--- Text passage ---
I was a car thief once. OK, so not actually a car thief, but I remember the day when I certainly looked like a car thief.
I didn't have a dark hoody and gloves that seem important for car thieves in the movies but I did have the one piece of equipment that was important.
Blue packing tape...and I was also caught in the act of breaking in to a locked car.
The major difference between myself and a car thief, and what I had to explain to my new friends in blue, was that the car I was trying to unlock was my Mum's car and ten minutes earlier she had given me the car keys.
The same car keys that I could now see sitting on the seat where I had accidentally left them.
Back in the eighties it was easy to lock your keys in the car.
Roadside assistance stats from that era showed that being locked out was more common than a flat battery; running out of fuel or a flat tyre.
As I sat through the Apple Worldwide Developer Conference keynote address at 3am earlier this week one of the many announcements made me reminisce about my brush with the law.
The Apple Digital Car Key was demonstrated during the virtual conference.
Hold your phone near your car door to gain entry and then place your phone on a pad inside the car and push the start button.
Accessing your car has been a technological battleground over the years.
--- Provided material ---
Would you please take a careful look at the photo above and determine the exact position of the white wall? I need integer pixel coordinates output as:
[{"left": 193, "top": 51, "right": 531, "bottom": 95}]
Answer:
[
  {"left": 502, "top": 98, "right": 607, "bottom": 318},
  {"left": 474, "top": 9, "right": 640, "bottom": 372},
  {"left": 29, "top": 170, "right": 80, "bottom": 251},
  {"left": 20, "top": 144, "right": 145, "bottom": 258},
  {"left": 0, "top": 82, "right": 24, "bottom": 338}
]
---
_Work instructions:_ Please answer from the car-key text: according to roadside assistance stats from the eighties, what was more common than a flat battery?

_Task output:_ Being locked out.